* Actions to take
1 > Repeat the passage on prenatal alcohol exposure and stroke word for word, from "Materials and Methods" up to and including "Experimental diets.".
2 > According to the passage on prenatal alcohol exposure and stroke, what daily dose of apocynin was added to the liquid diets of the dams in the apocynin groups?
3 > Continue the passage on prenatal alcohol exposure and stroke from the point where it stops.

* Supplied passage
BEGIN

Ischemic stroke is a leading cause of mortality and long-term disability. While we and others have documented the effect of chronic alcohol consumption by adult animals on brain damage following cerebral ischemia/reperfusion (Ducroquet et al., 2013; Zhao et al., 2011; Zhao et al., 2010; Hillbom and Kaste, 1983), the effect of in utero exposure to alcohol on the susceptibility of the brain to ischemic injury during development has not been widely examined. One recent study (Bake et al., 2017) found that binge exposure of mice to alcohol (3 g/kg body weight twice daily) during GD12.5 through GD15.5 produced significant decrease in cranial-directed blood flow and a decrease capacity to compensate for brain injury (neurological deficits), but surprisingly these authors did not find an increase brain infarct volume following an ischemic event at 3 months of age. Thus, very limited exposure to alcohol in utero did not appear to alter the susceptibility of the brain to damage following cerebral ischemia/reperfusion in young animals. The second goal of the present study was to determine the effect of in utero exposure to alcohol on brain damage after ischemia/reperfusion in adulthood. Given that reactive oxygen species (ROS) are a critical mediator of neuronal death and have been linked to neuronal damage during FASD and dysfunction following ischemia/reperfusion (Brocardo et al., 2011; Kalogeris et al., 2014; Navarro-Yepes et al., 2014; Cohen-Kerem and Koren, 2003), we also examined the role for an increase in oxidative stress in brain damage following cerebral ischemia in adult animals exposed to alcohol in utero.
Materials and Methods
All procedures were reviewed and approved by the Institutional Animal Care and Use Committee and were performed in accordance with the National Institutes of Health Guide for the Care and Use of Laboratory Animals.
Experimental diets.
We used virgin adult male (16-week-old) and female (16-week-old) Sprague-Dawley rats for breeding. One male and one female rat were allowed to mate overnight. Dams were then housed singly and assigned randomly to one of four groups that were fed one of the following liquid diets for the entire gestation period (21–23 days): Control (0% alcohol) diet, 3% alcohol diet, control+apocynin diet, or 3% alcohol+apocynin diet. Liquid diets were prepared daily, as we have described previously (Zhao et al., 2010; Mayhan, 1992b). The control diets contained 1.0 kcal/ml of which 35% are derived from fat, 47% from carbohydrates, and 18% from protein. The 3% alcohol diets contained 1.0 kcal/ml of which 35% are derived from fat, 18% from protein, 29% from carbohydrate and 18% from alcohol. The total daily volume of diet fed to the control animals was based upon the daily consumption of diet by the alcohol animals. The alcohol diet resulted in a blood alcohol concentration (BAC) of 13.6 ±1 mM at hour and 14.6±1 mM at 2 hours in the dams (Abcam ethanol assay kit (ab65343)). These values are equivalent to a BAC between 0.06% and 0.07%, respectively. BACs were only determined in the rats fed the alcohol alone diet and not the alcohol+apocynin diet. The liquid diets fed to the dams were replaced by a normal chow/water diet within a day of birth of the pups. Rats were weaned at 3 weeks of age and placed in cages with those of the same sex. Both male and female rats were used for the experiments. For the control+apocynin and alcohol+apocynin groups, we added apocynin (10 mg/kg/day) to the liquid diets fed to the dams for the duration of pregnancy.

END

* Information provided
BEGIN

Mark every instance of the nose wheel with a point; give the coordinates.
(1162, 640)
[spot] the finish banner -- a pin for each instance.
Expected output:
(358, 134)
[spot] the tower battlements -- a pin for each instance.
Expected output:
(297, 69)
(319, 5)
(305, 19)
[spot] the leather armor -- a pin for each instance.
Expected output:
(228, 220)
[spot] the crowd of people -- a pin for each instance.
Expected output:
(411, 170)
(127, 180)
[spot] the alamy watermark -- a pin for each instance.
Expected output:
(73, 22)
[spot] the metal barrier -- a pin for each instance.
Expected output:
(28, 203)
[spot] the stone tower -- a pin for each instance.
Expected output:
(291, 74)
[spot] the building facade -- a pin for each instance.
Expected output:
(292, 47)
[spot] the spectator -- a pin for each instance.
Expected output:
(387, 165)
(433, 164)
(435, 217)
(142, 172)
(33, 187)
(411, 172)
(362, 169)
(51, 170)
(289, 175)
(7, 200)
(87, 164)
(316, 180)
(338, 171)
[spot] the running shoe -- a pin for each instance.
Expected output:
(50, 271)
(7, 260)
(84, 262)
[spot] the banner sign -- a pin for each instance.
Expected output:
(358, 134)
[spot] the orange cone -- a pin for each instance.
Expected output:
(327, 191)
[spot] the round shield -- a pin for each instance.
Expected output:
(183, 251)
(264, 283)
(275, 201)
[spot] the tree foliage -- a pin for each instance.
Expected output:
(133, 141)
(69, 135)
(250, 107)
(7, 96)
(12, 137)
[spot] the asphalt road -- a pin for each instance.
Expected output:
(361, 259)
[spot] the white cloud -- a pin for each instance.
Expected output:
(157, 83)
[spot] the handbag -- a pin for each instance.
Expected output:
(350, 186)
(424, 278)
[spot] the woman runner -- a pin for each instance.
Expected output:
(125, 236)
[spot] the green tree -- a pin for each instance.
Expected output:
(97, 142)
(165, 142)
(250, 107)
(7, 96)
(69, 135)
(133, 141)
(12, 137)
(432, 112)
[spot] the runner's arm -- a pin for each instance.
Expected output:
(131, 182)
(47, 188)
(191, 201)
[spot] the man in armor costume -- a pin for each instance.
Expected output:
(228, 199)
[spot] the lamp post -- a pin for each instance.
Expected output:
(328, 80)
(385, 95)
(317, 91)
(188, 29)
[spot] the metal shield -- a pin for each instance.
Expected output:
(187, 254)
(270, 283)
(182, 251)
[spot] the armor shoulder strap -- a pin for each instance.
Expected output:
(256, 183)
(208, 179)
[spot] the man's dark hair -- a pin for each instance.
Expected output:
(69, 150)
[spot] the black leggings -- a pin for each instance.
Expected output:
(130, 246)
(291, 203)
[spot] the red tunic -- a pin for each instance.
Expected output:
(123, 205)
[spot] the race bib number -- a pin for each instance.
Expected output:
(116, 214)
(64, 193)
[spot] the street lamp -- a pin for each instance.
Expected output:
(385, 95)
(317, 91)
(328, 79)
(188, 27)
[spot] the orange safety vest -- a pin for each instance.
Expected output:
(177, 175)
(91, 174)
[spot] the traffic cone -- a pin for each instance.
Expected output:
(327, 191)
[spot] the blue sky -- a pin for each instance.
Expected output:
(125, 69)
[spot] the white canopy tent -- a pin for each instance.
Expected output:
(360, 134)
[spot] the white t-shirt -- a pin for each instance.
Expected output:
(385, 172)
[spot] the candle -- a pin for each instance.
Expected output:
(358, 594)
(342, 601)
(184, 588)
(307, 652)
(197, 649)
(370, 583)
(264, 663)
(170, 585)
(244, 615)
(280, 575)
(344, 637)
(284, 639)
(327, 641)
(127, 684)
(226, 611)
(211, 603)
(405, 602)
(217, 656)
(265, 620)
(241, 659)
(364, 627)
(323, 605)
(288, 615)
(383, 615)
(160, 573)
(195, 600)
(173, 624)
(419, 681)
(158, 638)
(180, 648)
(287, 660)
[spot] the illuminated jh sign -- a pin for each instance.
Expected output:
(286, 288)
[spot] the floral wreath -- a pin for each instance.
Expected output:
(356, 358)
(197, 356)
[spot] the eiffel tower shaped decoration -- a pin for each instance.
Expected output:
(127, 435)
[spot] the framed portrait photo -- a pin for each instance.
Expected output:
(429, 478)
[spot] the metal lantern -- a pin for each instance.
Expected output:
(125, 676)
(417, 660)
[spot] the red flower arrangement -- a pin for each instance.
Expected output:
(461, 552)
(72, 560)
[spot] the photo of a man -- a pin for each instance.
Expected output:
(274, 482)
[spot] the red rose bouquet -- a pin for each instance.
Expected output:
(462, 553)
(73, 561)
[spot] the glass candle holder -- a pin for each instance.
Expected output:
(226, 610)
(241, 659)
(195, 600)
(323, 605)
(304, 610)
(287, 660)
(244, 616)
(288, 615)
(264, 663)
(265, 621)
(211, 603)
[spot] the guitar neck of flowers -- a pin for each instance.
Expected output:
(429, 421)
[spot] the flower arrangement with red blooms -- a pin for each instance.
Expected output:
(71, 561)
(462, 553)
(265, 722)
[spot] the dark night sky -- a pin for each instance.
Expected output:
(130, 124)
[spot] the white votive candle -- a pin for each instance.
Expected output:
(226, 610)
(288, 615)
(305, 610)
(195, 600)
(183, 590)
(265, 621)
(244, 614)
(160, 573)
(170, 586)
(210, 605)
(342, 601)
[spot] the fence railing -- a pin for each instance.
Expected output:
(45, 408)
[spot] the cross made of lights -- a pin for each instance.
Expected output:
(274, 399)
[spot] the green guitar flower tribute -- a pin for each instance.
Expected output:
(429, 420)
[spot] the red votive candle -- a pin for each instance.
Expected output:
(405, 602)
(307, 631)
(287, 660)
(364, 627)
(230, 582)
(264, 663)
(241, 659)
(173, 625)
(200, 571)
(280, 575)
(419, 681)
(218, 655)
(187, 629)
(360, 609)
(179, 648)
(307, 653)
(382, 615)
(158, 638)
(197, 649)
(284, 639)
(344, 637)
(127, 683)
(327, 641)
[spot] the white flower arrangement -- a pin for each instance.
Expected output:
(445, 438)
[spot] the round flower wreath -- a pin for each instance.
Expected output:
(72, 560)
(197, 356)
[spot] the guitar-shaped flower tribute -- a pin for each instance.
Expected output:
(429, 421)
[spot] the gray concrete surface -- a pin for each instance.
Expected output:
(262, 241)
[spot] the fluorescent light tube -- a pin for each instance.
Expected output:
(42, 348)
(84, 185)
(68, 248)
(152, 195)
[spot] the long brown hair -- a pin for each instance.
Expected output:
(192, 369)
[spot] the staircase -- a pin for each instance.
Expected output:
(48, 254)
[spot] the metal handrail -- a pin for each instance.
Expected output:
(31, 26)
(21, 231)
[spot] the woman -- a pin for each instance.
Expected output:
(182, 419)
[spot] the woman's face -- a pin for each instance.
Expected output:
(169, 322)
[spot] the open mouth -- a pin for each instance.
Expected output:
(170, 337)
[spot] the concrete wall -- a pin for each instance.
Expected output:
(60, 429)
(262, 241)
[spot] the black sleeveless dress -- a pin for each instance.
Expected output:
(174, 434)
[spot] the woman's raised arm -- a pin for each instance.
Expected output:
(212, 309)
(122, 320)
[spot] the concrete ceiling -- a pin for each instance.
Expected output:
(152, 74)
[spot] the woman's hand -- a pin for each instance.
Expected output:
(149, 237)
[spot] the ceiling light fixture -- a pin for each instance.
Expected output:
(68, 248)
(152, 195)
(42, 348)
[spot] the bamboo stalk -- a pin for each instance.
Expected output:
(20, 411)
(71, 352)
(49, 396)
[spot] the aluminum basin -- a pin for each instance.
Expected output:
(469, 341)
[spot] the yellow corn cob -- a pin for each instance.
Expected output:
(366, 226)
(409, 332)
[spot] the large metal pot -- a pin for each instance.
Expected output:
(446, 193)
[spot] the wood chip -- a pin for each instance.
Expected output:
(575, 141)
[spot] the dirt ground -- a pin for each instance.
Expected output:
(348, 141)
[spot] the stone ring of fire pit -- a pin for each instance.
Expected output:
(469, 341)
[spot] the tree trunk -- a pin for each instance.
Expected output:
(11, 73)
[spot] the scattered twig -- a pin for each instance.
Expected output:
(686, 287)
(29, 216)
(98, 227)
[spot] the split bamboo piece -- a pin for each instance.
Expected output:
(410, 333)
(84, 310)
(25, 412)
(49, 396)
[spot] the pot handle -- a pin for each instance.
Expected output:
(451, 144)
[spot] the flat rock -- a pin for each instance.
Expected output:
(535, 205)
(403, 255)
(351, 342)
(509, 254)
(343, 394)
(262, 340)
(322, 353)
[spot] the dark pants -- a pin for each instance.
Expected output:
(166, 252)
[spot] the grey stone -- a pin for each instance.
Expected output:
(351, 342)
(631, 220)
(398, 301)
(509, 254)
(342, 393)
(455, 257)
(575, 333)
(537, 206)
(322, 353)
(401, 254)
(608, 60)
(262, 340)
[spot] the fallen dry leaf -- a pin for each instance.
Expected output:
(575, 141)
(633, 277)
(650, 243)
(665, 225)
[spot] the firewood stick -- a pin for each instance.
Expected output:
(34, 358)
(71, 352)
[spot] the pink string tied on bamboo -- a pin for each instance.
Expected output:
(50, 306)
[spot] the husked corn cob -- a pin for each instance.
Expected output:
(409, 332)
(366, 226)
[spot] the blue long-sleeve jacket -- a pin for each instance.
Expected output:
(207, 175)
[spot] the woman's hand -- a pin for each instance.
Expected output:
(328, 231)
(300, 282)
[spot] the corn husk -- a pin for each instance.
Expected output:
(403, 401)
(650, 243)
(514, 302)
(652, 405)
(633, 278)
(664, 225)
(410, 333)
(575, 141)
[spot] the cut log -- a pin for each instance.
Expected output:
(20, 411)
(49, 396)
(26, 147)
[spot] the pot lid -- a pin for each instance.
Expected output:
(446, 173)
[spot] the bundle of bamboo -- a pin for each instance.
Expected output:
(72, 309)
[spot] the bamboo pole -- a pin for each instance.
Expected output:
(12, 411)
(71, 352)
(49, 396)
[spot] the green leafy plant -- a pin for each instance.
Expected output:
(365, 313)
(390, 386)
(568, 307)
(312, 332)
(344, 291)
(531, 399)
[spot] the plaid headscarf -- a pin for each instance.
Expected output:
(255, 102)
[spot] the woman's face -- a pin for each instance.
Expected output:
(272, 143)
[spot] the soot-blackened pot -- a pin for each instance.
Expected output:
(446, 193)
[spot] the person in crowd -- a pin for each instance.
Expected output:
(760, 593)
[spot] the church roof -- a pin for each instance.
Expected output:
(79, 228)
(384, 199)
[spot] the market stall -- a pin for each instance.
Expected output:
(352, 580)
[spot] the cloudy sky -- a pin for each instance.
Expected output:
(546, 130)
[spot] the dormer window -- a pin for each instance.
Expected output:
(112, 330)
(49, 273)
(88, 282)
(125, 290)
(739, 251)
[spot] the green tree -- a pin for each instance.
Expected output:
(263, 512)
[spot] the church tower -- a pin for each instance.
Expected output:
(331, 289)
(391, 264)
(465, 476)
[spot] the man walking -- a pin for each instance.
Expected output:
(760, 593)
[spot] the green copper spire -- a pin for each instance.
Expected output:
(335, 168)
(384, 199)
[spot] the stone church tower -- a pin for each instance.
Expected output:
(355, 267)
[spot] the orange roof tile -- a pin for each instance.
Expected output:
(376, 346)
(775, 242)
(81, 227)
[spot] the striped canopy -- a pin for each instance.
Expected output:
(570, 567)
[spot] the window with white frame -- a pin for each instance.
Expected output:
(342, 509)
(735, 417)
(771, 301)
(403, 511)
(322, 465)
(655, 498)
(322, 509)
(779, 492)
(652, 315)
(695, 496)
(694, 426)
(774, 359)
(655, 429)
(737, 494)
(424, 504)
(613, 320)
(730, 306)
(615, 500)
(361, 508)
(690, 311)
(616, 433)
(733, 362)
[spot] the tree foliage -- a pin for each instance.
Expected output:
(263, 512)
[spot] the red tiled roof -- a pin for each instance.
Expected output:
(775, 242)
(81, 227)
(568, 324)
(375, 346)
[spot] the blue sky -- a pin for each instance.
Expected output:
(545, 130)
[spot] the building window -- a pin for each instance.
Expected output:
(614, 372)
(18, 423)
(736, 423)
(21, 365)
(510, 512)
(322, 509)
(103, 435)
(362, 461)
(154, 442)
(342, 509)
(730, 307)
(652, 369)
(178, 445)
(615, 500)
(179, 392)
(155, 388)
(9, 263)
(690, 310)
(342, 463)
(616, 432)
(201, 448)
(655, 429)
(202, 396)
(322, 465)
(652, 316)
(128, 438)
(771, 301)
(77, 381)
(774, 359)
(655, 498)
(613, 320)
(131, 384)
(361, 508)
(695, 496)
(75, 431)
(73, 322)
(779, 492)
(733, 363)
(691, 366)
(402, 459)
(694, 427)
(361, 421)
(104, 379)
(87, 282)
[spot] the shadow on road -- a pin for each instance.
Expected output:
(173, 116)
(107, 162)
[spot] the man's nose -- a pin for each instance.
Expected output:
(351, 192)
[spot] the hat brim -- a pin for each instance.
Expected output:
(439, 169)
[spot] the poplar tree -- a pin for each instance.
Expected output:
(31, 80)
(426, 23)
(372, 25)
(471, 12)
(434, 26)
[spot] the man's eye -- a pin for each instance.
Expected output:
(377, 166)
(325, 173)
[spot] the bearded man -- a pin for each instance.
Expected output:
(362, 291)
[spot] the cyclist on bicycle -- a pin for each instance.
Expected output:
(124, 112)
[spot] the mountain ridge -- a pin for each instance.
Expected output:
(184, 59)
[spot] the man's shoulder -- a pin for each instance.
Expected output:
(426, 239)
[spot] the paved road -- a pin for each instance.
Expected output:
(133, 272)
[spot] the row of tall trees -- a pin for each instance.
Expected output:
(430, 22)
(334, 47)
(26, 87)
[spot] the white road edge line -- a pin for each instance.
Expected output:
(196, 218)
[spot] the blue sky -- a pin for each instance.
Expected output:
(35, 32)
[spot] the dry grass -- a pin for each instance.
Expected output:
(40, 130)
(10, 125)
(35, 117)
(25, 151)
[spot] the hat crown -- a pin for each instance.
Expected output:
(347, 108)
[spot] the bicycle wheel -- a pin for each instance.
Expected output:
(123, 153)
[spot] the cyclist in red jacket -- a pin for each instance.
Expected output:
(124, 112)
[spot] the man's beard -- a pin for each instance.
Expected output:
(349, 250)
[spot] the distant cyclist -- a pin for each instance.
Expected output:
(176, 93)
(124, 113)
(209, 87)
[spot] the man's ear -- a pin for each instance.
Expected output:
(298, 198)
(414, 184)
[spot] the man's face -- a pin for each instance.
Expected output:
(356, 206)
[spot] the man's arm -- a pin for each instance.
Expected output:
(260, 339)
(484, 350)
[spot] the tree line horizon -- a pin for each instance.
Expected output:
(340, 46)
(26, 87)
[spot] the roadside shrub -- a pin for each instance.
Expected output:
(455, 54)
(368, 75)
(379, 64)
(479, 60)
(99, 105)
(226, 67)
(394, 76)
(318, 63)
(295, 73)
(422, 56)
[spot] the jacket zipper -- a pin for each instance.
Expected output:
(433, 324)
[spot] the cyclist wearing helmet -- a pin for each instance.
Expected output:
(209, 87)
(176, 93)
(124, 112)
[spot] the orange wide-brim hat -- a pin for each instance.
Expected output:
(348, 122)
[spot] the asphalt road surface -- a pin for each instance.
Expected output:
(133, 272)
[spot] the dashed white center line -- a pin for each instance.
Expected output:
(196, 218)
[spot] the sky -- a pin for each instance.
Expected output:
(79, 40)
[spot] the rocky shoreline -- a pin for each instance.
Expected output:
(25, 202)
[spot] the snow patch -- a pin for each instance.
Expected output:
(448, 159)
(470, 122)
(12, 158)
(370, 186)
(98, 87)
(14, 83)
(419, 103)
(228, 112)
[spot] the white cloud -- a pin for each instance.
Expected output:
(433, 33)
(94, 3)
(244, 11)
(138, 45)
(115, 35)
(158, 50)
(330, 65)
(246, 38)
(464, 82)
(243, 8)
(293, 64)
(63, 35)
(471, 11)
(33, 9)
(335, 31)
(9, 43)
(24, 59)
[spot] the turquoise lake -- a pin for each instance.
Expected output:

END

* Responses per task
1 >
Materials and Methods
All procedures were reviewed and approved by the Institutional Animal Care and Use Committee and were performed in accordance with the National Institutes of Health Guide for the Care and Use of Laboratory Animals.
Experimental diets.

2 > 10 mg/kg/day

3 >
Measurement of cerebral vascular reactivity.
The rats were prepared for studies at 12–15 weeks of age and were obtained from multiple different litters. On the day of the experiment, the rats were anesthetized with thiobutabarbital sodium (Inactin, 100 mg/kg IP) and a tracheotomy was performed. The rats were ventilated mechanically with room air and supplemental oxygen. A catheter was placed into a femoral vein for injection of supplemental anesthesia (10–30 mg/kg; as necessary). A femoral artery was cannulated for the measurement of arterial blood pressure and to obtain a blood sample for the determination of blood gases.
A craniotomy was prepared over the left parietal cortex to visualize the microcirculation of the cerebrum. The cranial window was suffused with a bicarbonate buffer (2 ml/min) that was bubbled continuously with 95% nitrogen and 5% carbon dioxide. Temperature of the suffusate was maintained at 37 ± 1°C. The cranial window was connected via a three-way valve to an infusion pump, which allowed for infusion of agonists and antagonists into the suffusate. This method maintained a constant temperature, pH, pCO2, and pO2 of the suffusate during infusion of drugs. Arterial blood gases were monitored and maintained within normal limits throughout the experimental period. Diameter of cerebral arterioles was measured using a video image-shearing device. The cranial window was superfused with artificial cerebral spinal fluid for 30 min prior to testing responses of cerebral arterioles to the agonists.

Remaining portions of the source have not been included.